**Exercise directions:**
Print every item below word for word, leaving out the pictures.

--- BEGIN ---

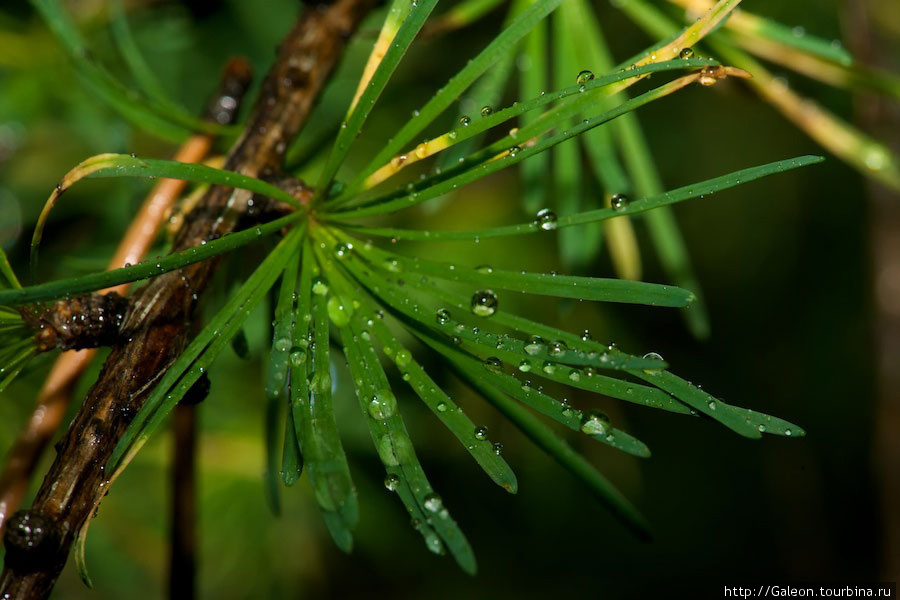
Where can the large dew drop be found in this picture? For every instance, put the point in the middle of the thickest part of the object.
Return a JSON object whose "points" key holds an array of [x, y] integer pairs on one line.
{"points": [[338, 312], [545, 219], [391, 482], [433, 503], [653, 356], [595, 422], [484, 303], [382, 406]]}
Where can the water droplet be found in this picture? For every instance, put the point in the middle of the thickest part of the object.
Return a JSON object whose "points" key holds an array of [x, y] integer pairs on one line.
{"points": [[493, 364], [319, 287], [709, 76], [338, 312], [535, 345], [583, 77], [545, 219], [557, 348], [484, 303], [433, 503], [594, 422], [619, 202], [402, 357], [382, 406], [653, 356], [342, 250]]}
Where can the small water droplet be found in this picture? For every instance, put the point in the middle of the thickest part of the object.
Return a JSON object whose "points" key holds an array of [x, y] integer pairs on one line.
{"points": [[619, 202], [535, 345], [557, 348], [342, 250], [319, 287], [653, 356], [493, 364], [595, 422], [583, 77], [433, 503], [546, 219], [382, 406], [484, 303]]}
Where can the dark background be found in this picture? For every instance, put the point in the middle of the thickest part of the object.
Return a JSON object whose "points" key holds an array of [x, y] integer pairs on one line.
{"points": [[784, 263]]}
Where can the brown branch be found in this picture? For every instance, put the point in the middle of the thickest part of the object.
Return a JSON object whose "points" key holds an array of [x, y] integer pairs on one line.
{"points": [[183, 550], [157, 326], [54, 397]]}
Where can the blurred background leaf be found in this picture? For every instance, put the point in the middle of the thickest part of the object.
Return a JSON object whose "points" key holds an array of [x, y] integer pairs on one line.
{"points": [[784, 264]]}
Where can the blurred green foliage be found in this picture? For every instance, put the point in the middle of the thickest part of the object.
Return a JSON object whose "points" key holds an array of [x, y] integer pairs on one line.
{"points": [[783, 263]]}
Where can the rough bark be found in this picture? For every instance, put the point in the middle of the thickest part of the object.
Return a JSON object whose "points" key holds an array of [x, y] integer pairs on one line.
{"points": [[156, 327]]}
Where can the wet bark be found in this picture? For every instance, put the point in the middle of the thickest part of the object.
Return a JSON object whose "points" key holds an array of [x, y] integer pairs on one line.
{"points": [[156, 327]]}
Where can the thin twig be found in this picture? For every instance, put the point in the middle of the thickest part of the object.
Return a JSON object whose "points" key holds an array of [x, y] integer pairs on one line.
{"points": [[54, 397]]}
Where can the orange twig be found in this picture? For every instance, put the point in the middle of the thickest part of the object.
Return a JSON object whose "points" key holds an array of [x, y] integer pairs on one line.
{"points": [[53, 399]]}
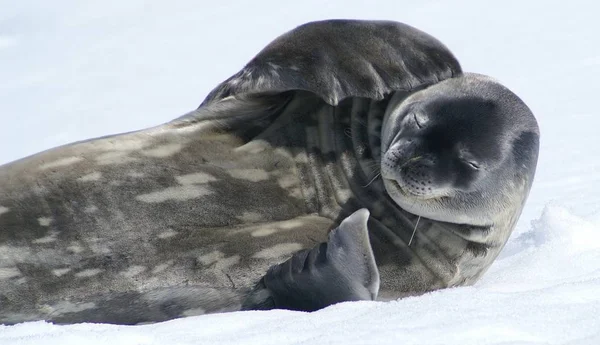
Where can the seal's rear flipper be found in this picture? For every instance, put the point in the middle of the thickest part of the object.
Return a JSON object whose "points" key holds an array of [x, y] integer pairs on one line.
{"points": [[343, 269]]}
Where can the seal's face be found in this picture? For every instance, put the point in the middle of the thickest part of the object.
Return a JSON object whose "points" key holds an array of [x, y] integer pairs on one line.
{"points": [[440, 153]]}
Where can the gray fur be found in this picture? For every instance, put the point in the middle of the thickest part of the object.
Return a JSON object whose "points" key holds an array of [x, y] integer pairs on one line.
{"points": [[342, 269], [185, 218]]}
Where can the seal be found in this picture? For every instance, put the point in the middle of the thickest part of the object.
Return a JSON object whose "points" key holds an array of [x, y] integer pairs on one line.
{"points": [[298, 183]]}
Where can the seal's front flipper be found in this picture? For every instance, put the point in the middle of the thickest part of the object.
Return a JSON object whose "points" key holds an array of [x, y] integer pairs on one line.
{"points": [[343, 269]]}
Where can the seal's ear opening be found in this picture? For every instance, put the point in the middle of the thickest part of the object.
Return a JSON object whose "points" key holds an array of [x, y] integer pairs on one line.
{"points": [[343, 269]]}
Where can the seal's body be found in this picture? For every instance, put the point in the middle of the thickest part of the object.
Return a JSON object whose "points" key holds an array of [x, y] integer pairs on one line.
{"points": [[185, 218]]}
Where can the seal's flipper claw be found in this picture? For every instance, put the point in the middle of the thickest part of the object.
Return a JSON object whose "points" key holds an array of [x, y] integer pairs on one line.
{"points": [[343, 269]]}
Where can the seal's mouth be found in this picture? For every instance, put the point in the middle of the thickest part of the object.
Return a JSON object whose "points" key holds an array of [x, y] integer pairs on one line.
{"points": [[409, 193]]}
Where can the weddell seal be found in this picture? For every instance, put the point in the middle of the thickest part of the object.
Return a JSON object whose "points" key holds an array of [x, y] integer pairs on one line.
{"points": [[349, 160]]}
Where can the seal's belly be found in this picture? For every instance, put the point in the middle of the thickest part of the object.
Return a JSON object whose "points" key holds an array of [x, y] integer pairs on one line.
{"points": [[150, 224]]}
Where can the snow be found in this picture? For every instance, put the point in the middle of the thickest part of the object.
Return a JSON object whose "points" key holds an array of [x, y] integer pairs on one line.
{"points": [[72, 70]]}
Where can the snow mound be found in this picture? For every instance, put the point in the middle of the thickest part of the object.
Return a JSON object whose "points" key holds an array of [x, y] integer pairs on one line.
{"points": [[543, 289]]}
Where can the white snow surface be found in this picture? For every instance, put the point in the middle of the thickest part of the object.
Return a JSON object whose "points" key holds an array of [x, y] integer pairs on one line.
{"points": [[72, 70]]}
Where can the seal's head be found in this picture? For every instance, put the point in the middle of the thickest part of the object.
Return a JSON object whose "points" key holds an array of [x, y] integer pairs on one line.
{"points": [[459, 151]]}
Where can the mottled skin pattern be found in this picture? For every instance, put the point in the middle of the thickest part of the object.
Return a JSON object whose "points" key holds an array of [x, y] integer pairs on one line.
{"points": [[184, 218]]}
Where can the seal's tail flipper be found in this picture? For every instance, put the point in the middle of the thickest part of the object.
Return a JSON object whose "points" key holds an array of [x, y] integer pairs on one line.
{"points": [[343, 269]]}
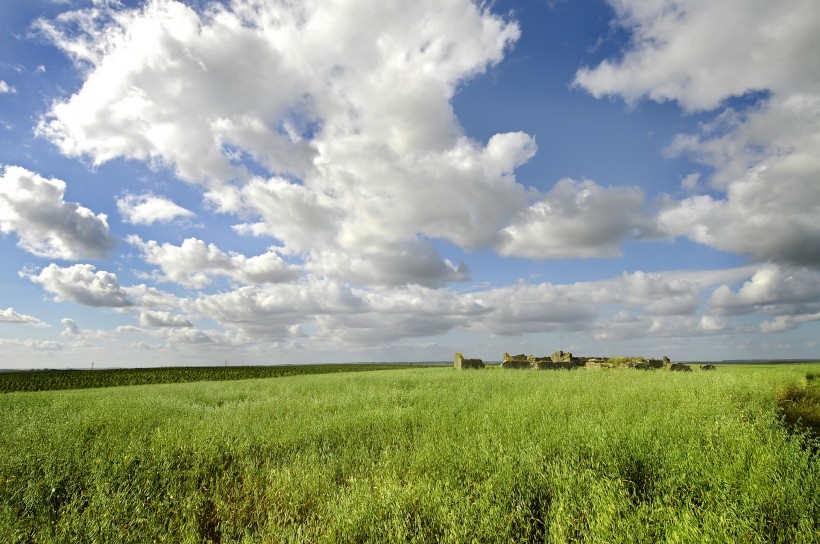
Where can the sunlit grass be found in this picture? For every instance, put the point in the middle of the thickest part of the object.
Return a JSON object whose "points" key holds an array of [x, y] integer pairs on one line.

--- END ---

**Complete output:**
Where can the large dew drop be found in this picture? For every instance, put the point in the middle of the thickest part of the object.
Return a JSON object whose "points" key holds an array of [x, y] integer pairs on one line.
{"points": [[338, 312], [545, 219], [391, 482], [433, 503], [653, 356], [595, 422], [484, 303], [382, 406]]}
Where can the water droplet be found in this picture? For every instance, put the point in the middle of the thickest part of the object.
Return a JSON object whose "points" key holds an array of [x, y] integer pairs on one line.
{"points": [[493, 364], [319, 287], [709, 76], [338, 312], [535, 345], [583, 77], [545, 219], [557, 348], [484, 303], [433, 503], [594, 422], [619, 202], [402, 357], [382, 406], [653, 356], [342, 250]]}
Where can the small water droplet be found in this picture? For every instance, put the point in the middle of the thickest part of the object.
Return a JSON object whose "points" key holds an array of [x, y] integer pairs on one line.
{"points": [[619, 202], [535, 345], [557, 348], [342, 250], [319, 287], [653, 356], [493, 364], [595, 422], [583, 77], [433, 503], [546, 219], [382, 406], [484, 303]]}
Where can the dark background be found in this picture? For every instance, put the point in the middle of the thickest part of the object.
Return a JSON object whose "points" key holds an array of [x, y] integer pairs on one line.
{"points": [[784, 263]]}
Where can the brown branch be found in this picture? For every instance, put the point in the middle of the thickest part of the object.
Return a JSON object whose "points" key holds an array of [x, y] integer pairs on one line.
{"points": [[183, 550], [157, 326], [54, 397]]}
Where can the blurred background leaf be found in this picture? For every instance, put the point in the middle of the thickest part of the object.
Return a JSON object whose "points" key holds an array of [x, y] integer pairs on one line.
{"points": [[784, 264]]}
Where can the blurred green foliage be found in this picture? For every instance, put the point in the middle of the thickest part of the object.
Return a JSON object whose "points" key holds an array of [x, y] integer pairs on one line.
{"points": [[783, 263]]}
Where can the rough bark be found in this picture? For every instance, put the point in the middle of the thickest part of the object.
Return a JSON object whose "points" key holds an array of [x, y] integer pairs on one line.
{"points": [[156, 327]]}
Where can the wet bark be found in this picture? For every instance, put the point in the middle of the thickest part of the object.
Return a JSON object whose "points" key holds an array of [x, y] integer pairs on one line.
{"points": [[156, 327]]}
Where can the thin twig be found in this picture? For every instance, put the point in the middle of the thickest part of the object.
Return a JSON object whose "points" key holds an array of [x, y] integer pairs on one line.
{"points": [[54, 397]]}
Where can the orange twig be found in this picture? For every instance, put the point in the middle of the thickest part of the object.
Return a JSON object whose "points" key holds an array of [x, y] integer pairs on one line.
{"points": [[53, 399]]}
Where can the seal's rear flipper be found in this picture? For every instance, put the point in the middle of the thickest part of the object.
Return a JSON object whose "points" key holds an array of [x, y] integer pairs on one line.
{"points": [[343, 269]]}
Where can the seal's face be found in this picture? For every instance, put the point in the middle of the thickest part of the object.
Return a JSON object whose "points" key holds an array of [x, y] integer pairs on one line.
{"points": [[440, 153]]}
Where can the gray fur be found in this picture? For every instance, put the point in the middle of the thickest part of the object.
Return a JSON object whose "points" key holds an array of [x, y] integer pairs on one line.
{"points": [[342, 269], [185, 218]]}
Where can the seal be found in this picture? For every instance, put the point in the middle of the thickest part of the object.
Return a JSON object whose "points" key holds an array of [x, y] integer pairs on one line.
{"points": [[298, 183]]}
Where can the seal's front flipper be found in this picture? For every instance, put the point in the middle of the thickest part of the object.
Return a JSON object whose "points" key holds an array of [x, y] integer pairs on one line.
{"points": [[343, 269]]}
Where can the seal's ear opening be found in this picture? For every instance, put the point in the middle of the thickest part of the object.
Return a JSON object whose "points" key holds an array of [x, y] integer pairs on one line.
{"points": [[343, 269]]}
Where can the seal's body be found in this picture? For every instance, put the point in the middle of the thickest part of the object.
Return a JSON object whose "points" key holds an array of [x, y] integer pairs on one line.
{"points": [[185, 218]]}
Where can the seal's flipper claw be found in this picture? For every instance, put the point in the middle of the thickest part of the object.
Return a JSON object whose "points" key holds an array of [x, y] integer pairs on one line.
{"points": [[343, 269]]}
Where can the seal's mouth be found in this picture? For every instance, put the point in the middle of the thickest part of the object.
Return a JSON object whose "points" key holds an array of [x, y] integer pairs on one line.
{"points": [[409, 193]]}
Where can the weddell seal be found in this picture? For every instance, put the point in the middle of the thickest part of the object.
Return a JSON object whose "points" key holds an array of [x, y] integer pairs on one line.
{"points": [[349, 160]]}
Where can the seal's belly be found in this picture? For every instance, put the point in the middle of the thickest part of the object.
Return a JSON object whose "points" key holds an array of [x, y] integer pairs on one line.
{"points": [[150, 224]]}
Where can the snow be found in this picture? For every instance, put the point in the middle of the thickest part of the object.
Return a JSON object whose "points" key holds an array of [x, y] integer pairs on one line.
{"points": [[72, 70]]}
Where can the snow mound be found in this picture? For every instance, put the point in the middle of the thickest part of the object.
Return a JSON object whose "points" key holds an array of [x, y] integer pairs on one line.
{"points": [[543, 289]]}
Where can the white snow surface be found in this picture? For every instance, put the point in the middle of the thickest part of the object.
Return a JSON object whose "points" key holds an array of [x, y] integer pairs on one line.
{"points": [[72, 70]]}
Where can the seal's head be found in this picture? For every instance, put the point in the middle of the thickest part of the object.
Return a JSON object whose "points" key holds an array of [x, y] integer pairs on one line.
{"points": [[459, 151]]}
Where can the mottled skin pattern be found in this picture? For every instance, put the point in the middle of the thickest part of the object.
Return a JSON object whose "points" key holds an array of [x, y] integer pairs on one line.
{"points": [[184, 218]]}
Where can the seal's tail flipper be found in this picture? For every instance, put the point in the middle of the thickest part of the object.
Return a JSON object whose "points" key holds an array of [x, y] integer pairs on one line.
{"points": [[343, 269]]}
Where can the sunlit grass be found in this picture? For every instance, put the point in the middle of the thickest part of the object.
Return a JSON object whose "points" key holds an array of [x, y] integer pairs on one line.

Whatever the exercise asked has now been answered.